_Instructions to follow_.
Word for word, repeat the data; no picture should appear in the result.

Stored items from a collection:
---

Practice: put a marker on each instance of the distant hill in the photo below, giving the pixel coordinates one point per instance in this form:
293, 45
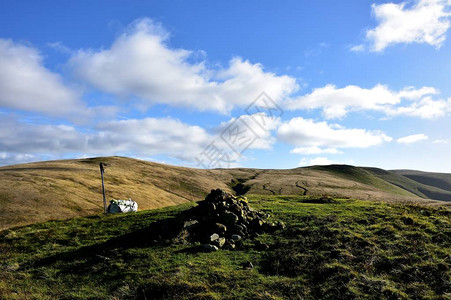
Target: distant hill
42, 191
432, 185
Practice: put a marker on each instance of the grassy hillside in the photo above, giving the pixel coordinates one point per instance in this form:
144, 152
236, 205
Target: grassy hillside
37, 192
42, 191
339, 249
432, 185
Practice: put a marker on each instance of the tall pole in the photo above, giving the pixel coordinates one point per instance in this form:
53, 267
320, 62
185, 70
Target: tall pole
102, 169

---

_Solution for this problem_.
Practice: put a marker on each instance of the distant hill in the photo below, giving the pixel coordinates one point per instance in this form:
293, 45
Target: distant hill
42, 191
432, 185
Practice: put a marker on each instance of the grassy hillside in the photo above, giving the pixel coordinates one point per instance in this form:
144, 152
236, 205
Target: grassy hillside
37, 192
42, 191
339, 249
432, 185
Practice: put a marker on each instance of the tall pole in the photo above, giving the pixel coordinates one point per instance in this form:
53, 267
320, 62
185, 70
Target: tall pole
102, 169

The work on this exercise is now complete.